#### [DATA UNDER STUDY]
%%

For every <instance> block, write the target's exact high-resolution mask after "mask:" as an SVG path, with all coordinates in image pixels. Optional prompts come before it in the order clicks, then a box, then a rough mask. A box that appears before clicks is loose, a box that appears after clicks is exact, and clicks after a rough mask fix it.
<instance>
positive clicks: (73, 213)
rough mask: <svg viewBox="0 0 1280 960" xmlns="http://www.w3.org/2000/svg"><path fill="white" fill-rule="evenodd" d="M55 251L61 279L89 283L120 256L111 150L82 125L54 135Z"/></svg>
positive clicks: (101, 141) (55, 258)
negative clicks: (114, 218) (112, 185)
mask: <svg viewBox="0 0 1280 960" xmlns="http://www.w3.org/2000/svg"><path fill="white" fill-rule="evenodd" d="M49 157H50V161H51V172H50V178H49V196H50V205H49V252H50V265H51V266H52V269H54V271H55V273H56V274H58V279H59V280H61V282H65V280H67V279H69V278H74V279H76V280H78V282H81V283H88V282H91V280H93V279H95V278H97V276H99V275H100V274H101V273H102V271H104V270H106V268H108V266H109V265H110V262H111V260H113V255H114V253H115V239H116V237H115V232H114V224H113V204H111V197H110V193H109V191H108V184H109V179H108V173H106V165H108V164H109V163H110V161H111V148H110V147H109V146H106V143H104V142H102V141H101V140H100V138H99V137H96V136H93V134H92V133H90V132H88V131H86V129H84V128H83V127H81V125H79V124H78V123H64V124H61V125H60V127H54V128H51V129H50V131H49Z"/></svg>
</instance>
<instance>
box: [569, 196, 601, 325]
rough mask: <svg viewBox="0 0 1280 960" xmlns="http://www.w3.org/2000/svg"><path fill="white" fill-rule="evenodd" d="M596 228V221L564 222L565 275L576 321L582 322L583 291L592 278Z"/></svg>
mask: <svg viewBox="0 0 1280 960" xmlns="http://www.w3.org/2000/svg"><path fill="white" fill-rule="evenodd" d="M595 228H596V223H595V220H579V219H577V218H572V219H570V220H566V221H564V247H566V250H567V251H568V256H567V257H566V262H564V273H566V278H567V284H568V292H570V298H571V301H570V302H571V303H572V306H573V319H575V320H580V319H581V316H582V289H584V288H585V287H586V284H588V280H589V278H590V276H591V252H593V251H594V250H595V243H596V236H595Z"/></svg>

%%

#### [WHAT YOU WILL DO]
Every record above needs to be restated exactly.

#### [EXERCISE OUTPUT]
For every <instance> block, write the target's exact high-resolution mask after "mask:" as an SVG path, with all coordinates in image pixels. Optional prompts come before it in the order clicks, then a box, then a rough mask. A box that appears before clicks is loose, a box that appears after clicks is exact, and clicks after a rough mask fix it.
<instance>
positive clicks: (73, 213)
rough mask: <svg viewBox="0 0 1280 960" xmlns="http://www.w3.org/2000/svg"><path fill="white" fill-rule="evenodd" d="M55 251L61 279L89 283L120 256L111 150L82 125L54 135Z"/></svg>
positive clicks: (101, 141) (55, 258)
negative clicks: (114, 218) (112, 185)
mask: <svg viewBox="0 0 1280 960" xmlns="http://www.w3.org/2000/svg"><path fill="white" fill-rule="evenodd" d="M49 157H50V161H51V172H50V178H49V196H50V205H49V252H50V265H51V266H52V269H54V271H55V273H56V274H58V279H59V280H61V282H65V280H67V279H69V278H74V279H76V280H78V282H81V283H88V282H91V280H93V279H95V278H97V276H99V275H100V274H101V273H102V271H104V270H106V268H108V266H109V265H110V262H111V260H113V255H114V253H115V239H116V237H115V232H114V224H113V204H111V197H110V193H109V191H108V184H109V179H108V173H106V165H108V164H109V163H110V161H111V148H110V147H109V146H106V143H104V142H102V141H101V140H100V138H99V137H96V136H93V134H92V133H90V132H88V131H86V129H84V128H83V127H81V125H79V124H78V123H64V124H61V125H60V127H54V128H51V129H50V131H49Z"/></svg>
</instance>
<instance>
box: [569, 196, 601, 325]
rough mask: <svg viewBox="0 0 1280 960" xmlns="http://www.w3.org/2000/svg"><path fill="white" fill-rule="evenodd" d="M596 228V221L564 222L565 275L576 321L582 322L583 291L592 278Z"/></svg>
mask: <svg viewBox="0 0 1280 960" xmlns="http://www.w3.org/2000/svg"><path fill="white" fill-rule="evenodd" d="M595 228H596V223H595V220H579V219H577V218H572V219H570V220H566V221H564V247H566V250H567V251H568V256H567V257H566V262H564V273H566V278H567V284H568V292H570V298H571V301H570V302H571V303H572V306H573V319H575V320H580V319H581V316H582V289H584V288H585V287H586V284H588V280H589V278H590V276H591V252H593V251H594V250H595V243H596V236H595Z"/></svg>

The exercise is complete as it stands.